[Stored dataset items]
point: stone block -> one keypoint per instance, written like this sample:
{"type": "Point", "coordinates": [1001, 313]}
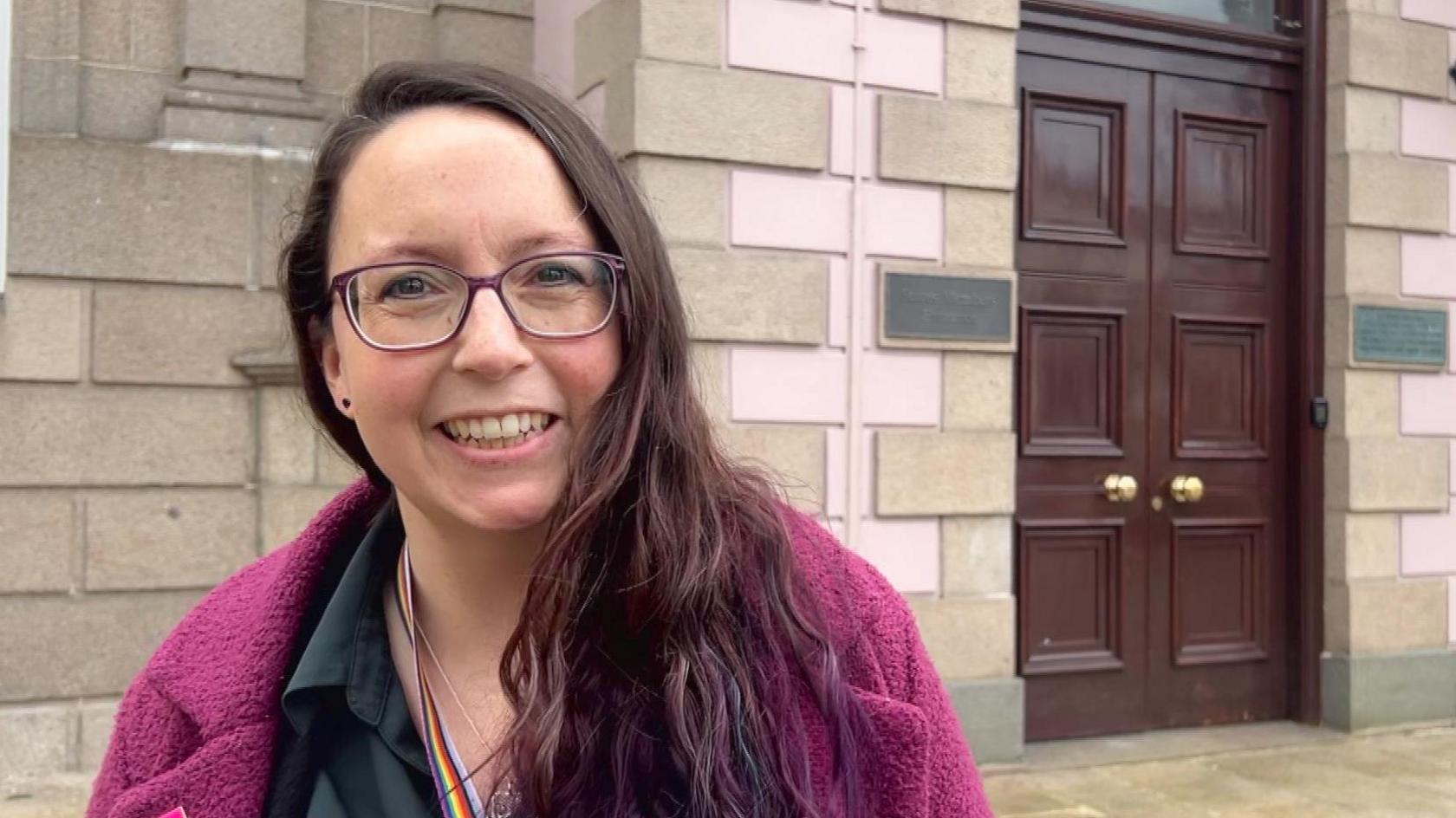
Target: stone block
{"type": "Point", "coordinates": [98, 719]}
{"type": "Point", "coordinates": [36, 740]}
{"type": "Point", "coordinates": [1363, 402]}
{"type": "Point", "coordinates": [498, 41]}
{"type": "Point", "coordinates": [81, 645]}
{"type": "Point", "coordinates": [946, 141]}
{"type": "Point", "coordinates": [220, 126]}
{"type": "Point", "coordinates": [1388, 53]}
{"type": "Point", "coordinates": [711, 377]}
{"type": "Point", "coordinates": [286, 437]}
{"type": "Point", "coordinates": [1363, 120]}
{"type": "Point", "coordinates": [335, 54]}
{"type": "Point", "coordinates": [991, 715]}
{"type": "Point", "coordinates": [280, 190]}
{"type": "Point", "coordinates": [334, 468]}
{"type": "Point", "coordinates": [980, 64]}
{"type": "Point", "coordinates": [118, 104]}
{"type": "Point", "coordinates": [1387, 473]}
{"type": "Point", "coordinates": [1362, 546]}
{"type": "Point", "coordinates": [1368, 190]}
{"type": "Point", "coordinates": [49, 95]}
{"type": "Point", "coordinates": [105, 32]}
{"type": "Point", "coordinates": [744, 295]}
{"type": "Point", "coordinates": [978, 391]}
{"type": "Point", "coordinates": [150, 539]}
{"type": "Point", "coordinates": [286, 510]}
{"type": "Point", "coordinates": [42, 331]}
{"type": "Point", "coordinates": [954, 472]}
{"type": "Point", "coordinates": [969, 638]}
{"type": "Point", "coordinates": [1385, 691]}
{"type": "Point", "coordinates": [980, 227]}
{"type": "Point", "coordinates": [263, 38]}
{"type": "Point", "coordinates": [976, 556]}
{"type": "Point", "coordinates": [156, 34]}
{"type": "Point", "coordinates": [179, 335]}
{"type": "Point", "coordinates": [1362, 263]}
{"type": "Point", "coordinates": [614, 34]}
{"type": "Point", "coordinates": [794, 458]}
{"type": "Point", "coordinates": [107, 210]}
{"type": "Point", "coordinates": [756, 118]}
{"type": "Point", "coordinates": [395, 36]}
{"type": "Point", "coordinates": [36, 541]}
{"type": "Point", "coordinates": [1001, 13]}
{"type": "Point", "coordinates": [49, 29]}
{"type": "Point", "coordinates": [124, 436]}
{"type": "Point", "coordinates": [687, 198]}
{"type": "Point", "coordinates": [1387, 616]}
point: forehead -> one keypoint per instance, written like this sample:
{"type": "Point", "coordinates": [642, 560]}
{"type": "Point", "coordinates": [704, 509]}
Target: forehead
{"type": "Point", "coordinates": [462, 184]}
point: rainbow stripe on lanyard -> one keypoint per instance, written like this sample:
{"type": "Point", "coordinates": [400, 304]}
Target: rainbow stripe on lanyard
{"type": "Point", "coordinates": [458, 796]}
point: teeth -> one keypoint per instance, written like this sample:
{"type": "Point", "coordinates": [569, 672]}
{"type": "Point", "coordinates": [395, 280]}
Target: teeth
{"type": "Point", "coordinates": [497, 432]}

§ **Requirement**: Set out as a numbered list everything from the line containing "point: rainbow stripe" down to the final line of the items above, leaving out any blank lines.

§ **Answer to the task**:
1. point: rainbow stripe on lanyard -> one keypoint per instance, written like this sample:
2. {"type": "Point", "coordinates": [400, 304]}
3. Target: rainbow stripe on lanyard
4. {"type": "Point", "coordinates": [458, 796]}
5. point: teeth -> one keypoint per instance, written like this sample:
6. {"type": "Point", "coordinates": [569, 672]}
7. {"type": "Point", "coordinates": [395, 280]}
8. Target: teeth
9. {"type": "Point", "coordinates": [497, 432]}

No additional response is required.